SELECTED PASSAGE:
Looking for faster solution? Here you go!

def find_one_using_hash_map(array)
  map = {}
  dup = nil
  array.each do |v|
    map[v] = (map[v] || 0 ) + 1

    if map[v] > 1
      dup = v
      break
    end
  end

  return dup
end

It's linear, O(n), but now needs to manage multiple lines-of-code, needs test cases, etc.

If you need an even faster solution, maybe try C instead.

And here is the gist comparing different solutions: https://gist.github.com/naveed-ahmad/8f0b926ffccf5fbd206a1cc58ce9743e

Simply find the first instance where the index of the object (counting from the left) does not equal the index of the object (counting from the right).

arr.detect {|e| arr.rindex(e) != arr.index(e) }

If there are no duplicates, the return value will be nil.

I believe this is the fastest solution posted in the thread so far, as well, since it doesn't rely on the creation of additional objects, and #index and #rindex are implemented in C. The big-O runtime is N^2 and thus slower than Sergio's, but the wall time could be much faster due to the the fact that the "slow" parts run in C.

INPUT DATA:
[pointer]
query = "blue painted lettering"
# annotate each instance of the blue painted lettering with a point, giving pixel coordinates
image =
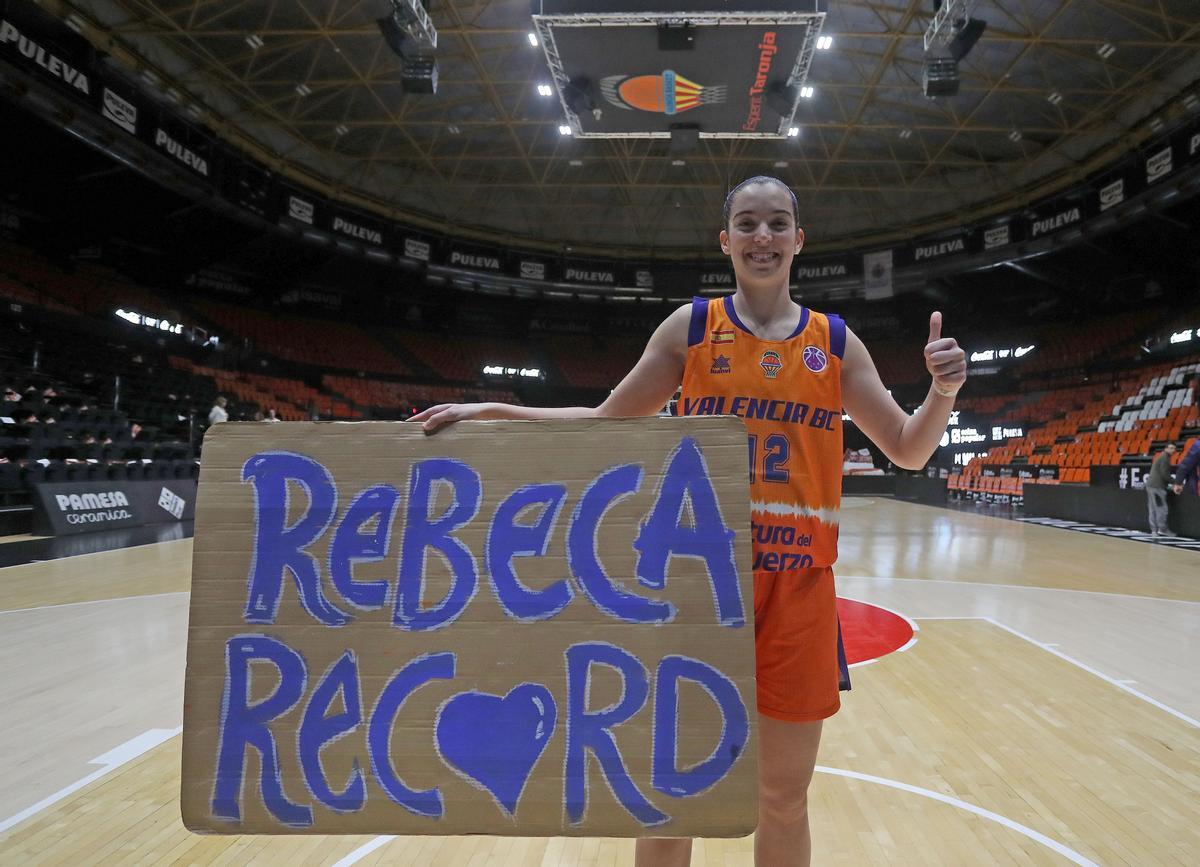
(508, 539)
(318, 730)
(661, 537)
(244, 724)
(351, 546)
(402, 685)
(665, 773)
(585, 561)
(421, 533)
(279, 546)
(593, 730)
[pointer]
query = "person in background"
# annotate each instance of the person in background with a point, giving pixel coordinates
(1156, 490)
(217, 413)
(1187, 474)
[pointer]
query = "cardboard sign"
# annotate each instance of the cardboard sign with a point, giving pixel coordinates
(531, 628)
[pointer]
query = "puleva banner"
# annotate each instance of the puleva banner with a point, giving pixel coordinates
(529, 628)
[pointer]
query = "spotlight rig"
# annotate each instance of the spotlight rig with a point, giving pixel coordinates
(409, 33)
(953, 27)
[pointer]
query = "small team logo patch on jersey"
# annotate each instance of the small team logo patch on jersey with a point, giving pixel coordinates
(815, 358)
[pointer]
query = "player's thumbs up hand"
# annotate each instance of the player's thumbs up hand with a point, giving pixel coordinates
(945, 359)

TASKS:
1 - Repeat the duplicate-finding excerpt from "if map[v] >" to "try C instead.".
2 - Please convert every line of the records into a numbered list, omitting blank lines and the pictures.
The records have no connection to the duplicate-finding excerpt.

FINAL ANSWERS:
1 -
if map[v] > 1
      dup = v
      break
    end
  end

  return dup
end

It's linear, O(n), but now needs to manage multiple lines-of-code, needs test cases, etc.

If you need an even faster solution, maybe try C instead.

2 -
1. [pointer]
2. query = "blue painted lettering"
3. # annotate each instance of the blue painted lettering with a point, giving pixel coordinates
4. image =
5. (508, 539)
6. (318, 730)
7. (661, 537)
8. (244, 724)
9. (351, 546)
10. (402, 685)
11. (665, 773)
12. (585, 561)
13. (421, 533)
14. (279, 546)
15. (593, 730)
16. [pointer]
17. query = "person in background"
18. # annotate each instance of the person in background with a point, giving pixel coordinates
19. (1156, 490)
20. (217, 413)
21. (1187, 474)
22. [pointer]
23. query = "cardboard sign"
24. # annotate each instance of the cardboard sign with a point, giving pixel coordinates
25. (531, 628)
26. [pointer]
27. query = "puleva banner"
28. # annotate each instance of the puleva banner with a point, giving pixel coordinates
29. (529, 628)
30. [pointer]
31. query = "spotlight rig"
32. # annotate each instance of the spotlight rig with a point, giving pixel coordinates
33. (409, 33)
34. (953, 27)
35. [pointer]
36. query = "small team logo patch on jersey"
37. # annotate each instance of the small team logo patch on jersey with a point, giving pixel coordinates
38. (815, 358)
39. [pointer]
40. query = "player's thumbs up hand"
41. # annotate each instance of the player's thumbs up hand with a point, giving pixel coordinates
42. (945, 359)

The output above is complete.